» **Stored data**:
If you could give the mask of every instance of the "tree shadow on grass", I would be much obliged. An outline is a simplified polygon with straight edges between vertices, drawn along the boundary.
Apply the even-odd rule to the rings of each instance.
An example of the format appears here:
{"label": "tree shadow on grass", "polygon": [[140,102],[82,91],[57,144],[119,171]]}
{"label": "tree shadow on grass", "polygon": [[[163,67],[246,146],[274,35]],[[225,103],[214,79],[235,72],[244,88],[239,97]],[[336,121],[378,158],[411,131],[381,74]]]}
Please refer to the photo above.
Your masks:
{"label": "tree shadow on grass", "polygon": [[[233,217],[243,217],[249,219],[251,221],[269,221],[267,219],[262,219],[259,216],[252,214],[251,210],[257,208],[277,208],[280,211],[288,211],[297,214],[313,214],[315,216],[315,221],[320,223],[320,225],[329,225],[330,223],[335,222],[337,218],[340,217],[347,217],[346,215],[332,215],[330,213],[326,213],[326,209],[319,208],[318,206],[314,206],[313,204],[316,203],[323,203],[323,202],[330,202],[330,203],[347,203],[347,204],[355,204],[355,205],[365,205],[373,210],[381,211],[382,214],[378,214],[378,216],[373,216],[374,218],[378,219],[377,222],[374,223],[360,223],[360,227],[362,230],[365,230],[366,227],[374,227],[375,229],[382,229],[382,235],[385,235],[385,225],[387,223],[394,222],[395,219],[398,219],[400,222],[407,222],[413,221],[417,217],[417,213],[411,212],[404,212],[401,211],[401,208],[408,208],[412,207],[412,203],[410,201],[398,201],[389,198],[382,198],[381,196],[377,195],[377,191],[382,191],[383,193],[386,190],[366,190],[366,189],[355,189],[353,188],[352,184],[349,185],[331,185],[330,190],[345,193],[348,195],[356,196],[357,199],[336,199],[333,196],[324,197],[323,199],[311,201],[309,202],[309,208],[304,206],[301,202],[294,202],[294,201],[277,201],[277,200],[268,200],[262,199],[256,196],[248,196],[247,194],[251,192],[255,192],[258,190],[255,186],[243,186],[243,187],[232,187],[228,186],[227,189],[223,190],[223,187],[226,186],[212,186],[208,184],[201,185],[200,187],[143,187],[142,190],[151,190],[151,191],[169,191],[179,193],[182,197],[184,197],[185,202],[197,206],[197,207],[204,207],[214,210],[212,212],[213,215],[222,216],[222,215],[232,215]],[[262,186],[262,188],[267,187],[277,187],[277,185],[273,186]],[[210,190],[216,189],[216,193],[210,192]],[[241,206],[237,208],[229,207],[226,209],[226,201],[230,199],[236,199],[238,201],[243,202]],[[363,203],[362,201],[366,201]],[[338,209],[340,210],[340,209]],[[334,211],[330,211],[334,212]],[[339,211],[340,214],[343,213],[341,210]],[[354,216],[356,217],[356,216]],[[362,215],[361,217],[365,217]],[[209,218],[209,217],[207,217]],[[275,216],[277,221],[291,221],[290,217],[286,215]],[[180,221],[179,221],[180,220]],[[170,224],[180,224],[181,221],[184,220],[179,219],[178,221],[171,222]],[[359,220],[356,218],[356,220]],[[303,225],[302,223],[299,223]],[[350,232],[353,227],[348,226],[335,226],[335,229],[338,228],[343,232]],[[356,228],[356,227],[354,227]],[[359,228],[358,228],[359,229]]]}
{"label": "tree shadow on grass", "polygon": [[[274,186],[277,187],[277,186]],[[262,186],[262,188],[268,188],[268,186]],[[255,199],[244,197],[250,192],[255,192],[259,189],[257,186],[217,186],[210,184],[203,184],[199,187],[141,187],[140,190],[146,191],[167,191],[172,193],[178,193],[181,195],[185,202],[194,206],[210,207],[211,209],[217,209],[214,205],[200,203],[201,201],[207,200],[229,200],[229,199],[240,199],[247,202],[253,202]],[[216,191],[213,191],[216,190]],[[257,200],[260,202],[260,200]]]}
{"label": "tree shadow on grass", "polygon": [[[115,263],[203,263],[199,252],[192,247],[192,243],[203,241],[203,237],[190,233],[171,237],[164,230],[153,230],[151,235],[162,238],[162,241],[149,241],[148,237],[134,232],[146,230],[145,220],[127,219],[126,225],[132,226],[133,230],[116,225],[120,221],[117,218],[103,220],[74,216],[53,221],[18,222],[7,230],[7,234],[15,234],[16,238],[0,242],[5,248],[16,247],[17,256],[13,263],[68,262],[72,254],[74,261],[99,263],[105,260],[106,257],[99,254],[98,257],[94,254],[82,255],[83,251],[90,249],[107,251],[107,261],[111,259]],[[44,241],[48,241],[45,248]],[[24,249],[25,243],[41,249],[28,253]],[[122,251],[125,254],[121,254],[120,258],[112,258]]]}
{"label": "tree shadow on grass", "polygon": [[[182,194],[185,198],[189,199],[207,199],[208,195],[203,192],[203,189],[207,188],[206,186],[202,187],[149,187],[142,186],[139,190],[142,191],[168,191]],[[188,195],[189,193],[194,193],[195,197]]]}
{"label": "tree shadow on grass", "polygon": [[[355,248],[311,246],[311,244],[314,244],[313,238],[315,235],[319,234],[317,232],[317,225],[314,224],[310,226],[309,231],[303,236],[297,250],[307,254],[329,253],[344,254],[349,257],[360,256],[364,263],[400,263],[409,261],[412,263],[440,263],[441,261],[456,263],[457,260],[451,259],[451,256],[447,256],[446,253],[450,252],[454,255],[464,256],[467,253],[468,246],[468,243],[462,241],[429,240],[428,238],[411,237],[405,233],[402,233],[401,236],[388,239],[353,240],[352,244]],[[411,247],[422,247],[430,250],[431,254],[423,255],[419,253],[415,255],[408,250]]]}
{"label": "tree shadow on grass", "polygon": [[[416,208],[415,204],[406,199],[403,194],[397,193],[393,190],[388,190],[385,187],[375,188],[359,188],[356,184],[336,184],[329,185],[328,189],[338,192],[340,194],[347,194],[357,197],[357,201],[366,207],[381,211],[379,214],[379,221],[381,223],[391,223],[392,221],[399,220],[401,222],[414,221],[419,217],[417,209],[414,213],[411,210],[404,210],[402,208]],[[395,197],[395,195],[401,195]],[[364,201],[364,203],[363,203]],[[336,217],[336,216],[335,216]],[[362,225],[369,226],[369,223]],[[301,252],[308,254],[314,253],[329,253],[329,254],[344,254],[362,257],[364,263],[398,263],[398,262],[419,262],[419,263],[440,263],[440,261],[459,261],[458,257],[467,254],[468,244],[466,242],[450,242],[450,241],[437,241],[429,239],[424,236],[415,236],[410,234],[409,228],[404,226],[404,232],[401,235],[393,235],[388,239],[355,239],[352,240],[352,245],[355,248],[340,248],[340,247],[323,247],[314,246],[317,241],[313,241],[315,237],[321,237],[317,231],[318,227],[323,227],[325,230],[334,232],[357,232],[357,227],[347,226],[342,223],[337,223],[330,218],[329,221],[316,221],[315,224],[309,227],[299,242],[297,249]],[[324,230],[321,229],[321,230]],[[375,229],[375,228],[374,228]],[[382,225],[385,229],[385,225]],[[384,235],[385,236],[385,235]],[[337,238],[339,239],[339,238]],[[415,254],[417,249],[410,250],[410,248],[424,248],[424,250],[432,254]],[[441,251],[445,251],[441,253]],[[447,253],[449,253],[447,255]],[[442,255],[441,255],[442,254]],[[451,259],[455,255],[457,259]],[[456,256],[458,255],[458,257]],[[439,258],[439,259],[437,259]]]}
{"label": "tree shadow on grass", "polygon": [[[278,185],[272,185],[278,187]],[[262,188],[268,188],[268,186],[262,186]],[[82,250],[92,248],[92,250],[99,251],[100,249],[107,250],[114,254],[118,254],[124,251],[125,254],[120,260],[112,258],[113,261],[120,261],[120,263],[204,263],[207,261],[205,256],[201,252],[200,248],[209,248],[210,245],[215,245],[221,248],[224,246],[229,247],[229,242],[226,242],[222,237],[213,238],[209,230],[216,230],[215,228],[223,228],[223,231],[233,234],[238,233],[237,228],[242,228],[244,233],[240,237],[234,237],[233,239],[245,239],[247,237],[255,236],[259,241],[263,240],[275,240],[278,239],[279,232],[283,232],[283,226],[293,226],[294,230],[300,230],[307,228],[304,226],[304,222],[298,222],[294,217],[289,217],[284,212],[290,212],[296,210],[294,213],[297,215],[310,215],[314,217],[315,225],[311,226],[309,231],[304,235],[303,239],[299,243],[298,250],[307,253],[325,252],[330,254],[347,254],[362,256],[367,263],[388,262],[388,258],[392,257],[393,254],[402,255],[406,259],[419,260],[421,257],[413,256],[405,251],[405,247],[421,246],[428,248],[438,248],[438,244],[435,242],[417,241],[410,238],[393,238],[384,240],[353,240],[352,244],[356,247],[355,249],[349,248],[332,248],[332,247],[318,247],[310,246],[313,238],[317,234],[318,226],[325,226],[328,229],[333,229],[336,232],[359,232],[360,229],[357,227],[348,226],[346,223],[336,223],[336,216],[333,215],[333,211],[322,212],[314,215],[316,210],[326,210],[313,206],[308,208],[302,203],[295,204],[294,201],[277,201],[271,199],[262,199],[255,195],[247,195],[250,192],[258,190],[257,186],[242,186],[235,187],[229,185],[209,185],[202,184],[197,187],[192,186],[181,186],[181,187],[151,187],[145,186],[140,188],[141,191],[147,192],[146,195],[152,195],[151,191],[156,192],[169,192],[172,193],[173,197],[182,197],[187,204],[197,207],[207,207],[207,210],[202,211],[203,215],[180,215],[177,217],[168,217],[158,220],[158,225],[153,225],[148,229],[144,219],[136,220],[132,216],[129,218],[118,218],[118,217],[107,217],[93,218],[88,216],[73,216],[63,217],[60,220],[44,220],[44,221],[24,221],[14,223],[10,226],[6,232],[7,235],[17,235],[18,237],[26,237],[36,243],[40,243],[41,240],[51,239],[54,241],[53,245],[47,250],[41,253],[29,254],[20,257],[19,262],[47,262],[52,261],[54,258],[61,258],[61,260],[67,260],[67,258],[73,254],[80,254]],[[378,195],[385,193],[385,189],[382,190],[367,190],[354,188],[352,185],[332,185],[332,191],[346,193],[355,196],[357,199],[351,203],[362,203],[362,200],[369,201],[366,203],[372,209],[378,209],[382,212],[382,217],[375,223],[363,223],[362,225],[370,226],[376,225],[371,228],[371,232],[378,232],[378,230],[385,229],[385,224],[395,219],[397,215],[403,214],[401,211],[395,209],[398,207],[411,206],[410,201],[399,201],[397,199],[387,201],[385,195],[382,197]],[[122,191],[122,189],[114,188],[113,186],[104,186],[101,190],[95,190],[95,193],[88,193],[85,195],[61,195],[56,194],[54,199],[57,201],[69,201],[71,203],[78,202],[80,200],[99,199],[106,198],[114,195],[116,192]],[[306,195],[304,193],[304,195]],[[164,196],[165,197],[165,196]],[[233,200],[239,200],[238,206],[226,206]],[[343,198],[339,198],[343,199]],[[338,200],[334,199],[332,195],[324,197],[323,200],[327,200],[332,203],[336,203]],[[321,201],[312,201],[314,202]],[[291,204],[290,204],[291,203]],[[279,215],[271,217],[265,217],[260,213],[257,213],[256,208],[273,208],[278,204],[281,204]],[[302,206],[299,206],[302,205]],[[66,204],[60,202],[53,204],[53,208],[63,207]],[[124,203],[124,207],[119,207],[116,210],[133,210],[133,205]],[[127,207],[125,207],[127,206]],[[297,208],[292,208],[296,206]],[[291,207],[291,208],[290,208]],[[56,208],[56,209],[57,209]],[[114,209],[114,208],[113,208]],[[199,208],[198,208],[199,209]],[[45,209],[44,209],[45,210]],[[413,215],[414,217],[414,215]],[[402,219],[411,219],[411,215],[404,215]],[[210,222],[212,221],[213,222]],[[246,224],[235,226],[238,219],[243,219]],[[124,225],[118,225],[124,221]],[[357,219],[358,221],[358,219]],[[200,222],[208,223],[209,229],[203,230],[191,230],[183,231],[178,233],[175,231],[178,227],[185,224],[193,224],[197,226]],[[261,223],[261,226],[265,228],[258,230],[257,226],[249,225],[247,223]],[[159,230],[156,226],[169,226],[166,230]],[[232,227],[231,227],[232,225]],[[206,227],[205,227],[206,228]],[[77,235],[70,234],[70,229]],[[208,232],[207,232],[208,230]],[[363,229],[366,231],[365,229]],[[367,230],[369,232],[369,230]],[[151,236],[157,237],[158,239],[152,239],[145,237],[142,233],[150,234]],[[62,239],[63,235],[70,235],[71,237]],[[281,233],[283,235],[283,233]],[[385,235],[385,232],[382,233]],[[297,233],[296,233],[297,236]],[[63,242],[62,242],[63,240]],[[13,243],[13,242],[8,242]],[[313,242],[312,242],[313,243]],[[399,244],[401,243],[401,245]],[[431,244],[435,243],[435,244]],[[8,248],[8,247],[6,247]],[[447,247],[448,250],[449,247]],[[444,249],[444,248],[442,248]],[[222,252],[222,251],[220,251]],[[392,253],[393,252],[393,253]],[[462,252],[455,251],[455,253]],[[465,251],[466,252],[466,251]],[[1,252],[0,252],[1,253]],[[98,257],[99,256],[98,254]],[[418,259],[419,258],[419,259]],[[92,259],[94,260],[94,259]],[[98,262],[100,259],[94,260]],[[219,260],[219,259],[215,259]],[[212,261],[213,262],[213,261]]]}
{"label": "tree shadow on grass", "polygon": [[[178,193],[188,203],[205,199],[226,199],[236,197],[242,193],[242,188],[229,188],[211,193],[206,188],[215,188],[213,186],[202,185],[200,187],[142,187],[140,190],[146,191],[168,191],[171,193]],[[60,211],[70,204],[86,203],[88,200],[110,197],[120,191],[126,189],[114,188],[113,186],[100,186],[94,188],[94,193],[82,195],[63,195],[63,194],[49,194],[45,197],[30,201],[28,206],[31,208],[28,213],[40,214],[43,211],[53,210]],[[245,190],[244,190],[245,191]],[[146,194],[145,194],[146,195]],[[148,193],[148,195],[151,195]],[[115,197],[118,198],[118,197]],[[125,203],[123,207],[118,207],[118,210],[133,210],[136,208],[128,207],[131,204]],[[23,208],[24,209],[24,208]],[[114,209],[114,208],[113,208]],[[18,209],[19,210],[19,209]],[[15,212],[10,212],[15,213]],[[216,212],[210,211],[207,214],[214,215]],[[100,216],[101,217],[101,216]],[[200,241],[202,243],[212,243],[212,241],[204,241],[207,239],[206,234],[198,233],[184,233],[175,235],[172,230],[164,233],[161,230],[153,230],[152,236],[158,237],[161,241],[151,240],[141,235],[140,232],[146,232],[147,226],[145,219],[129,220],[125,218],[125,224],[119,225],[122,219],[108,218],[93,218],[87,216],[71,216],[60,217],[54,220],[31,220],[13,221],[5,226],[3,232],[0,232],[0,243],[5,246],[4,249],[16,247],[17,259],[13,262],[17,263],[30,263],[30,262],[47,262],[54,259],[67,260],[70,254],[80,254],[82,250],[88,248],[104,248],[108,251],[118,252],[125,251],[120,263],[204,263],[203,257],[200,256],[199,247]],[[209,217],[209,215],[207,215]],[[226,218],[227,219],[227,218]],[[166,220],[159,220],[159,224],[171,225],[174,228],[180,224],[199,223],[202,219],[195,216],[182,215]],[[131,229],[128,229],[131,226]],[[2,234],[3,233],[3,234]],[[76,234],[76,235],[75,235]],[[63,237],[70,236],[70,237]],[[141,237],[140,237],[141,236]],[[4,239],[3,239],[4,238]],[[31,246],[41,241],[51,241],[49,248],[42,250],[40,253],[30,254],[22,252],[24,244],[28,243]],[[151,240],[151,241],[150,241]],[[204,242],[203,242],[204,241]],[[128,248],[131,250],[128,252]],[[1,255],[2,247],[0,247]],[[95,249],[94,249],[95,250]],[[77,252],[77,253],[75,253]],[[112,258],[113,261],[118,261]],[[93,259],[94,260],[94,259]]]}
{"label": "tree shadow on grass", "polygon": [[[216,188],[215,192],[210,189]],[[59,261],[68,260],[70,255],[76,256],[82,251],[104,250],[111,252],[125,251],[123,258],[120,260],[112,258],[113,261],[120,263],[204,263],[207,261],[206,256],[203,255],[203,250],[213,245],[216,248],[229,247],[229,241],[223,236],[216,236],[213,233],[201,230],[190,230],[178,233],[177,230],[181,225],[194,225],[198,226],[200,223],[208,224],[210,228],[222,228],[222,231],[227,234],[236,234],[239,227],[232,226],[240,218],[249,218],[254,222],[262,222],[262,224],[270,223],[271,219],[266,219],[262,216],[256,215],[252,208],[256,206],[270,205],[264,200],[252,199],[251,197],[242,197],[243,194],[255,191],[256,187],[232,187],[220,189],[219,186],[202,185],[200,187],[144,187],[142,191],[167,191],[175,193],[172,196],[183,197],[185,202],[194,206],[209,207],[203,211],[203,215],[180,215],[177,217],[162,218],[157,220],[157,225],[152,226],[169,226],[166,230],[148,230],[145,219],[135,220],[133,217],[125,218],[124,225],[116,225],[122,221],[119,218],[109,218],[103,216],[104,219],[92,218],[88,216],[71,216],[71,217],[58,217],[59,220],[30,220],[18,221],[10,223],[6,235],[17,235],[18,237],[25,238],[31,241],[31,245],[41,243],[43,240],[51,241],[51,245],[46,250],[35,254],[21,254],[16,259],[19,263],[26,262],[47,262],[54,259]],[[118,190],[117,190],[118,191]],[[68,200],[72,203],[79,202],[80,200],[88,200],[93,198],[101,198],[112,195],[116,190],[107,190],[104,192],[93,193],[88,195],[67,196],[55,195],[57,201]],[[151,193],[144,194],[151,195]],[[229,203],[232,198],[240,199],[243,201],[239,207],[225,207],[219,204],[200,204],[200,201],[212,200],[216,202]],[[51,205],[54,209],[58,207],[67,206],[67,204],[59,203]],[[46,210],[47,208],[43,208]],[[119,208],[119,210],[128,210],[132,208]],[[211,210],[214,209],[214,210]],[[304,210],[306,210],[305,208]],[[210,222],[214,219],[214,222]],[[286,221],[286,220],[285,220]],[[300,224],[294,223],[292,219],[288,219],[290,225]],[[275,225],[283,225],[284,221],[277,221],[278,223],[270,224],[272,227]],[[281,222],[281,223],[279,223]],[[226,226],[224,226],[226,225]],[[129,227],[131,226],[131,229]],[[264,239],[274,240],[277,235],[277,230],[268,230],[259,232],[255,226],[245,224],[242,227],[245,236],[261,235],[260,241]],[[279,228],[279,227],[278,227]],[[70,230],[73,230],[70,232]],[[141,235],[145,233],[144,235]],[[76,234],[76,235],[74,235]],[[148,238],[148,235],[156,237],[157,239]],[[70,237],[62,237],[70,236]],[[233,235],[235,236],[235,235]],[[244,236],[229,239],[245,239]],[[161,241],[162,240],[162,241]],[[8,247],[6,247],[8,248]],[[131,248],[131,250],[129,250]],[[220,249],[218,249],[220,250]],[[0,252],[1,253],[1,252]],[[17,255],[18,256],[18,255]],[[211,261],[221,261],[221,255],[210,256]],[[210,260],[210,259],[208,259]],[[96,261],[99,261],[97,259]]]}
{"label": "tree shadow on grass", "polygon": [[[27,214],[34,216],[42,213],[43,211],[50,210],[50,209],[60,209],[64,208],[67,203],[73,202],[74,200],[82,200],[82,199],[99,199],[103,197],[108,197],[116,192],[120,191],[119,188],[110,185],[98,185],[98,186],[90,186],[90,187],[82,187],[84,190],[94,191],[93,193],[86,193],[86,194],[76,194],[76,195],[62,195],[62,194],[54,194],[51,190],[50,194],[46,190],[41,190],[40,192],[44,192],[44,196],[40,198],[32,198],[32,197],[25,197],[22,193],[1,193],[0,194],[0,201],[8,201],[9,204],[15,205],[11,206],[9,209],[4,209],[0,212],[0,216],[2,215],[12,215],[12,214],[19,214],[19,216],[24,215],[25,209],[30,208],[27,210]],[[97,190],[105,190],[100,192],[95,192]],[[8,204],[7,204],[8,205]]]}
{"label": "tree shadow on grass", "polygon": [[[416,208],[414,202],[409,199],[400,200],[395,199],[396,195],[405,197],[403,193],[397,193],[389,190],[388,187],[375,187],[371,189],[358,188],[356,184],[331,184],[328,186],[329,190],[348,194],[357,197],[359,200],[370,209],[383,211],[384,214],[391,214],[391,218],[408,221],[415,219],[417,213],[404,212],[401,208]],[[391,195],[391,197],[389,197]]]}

» **What the task requires**: Lines from the top of the entries above to the line that contains "Apply the even-odd" should be set down exactly, please, with both ends kept and nothing added.

» **Reply**:
If you could give the mask of every instance of the "tree shadow on grass", I would be much obliged. An outline is a simplified polygon with straight edges between vertices, drawn along the boundary.
Apply the even-odd rule to the rings of each instance.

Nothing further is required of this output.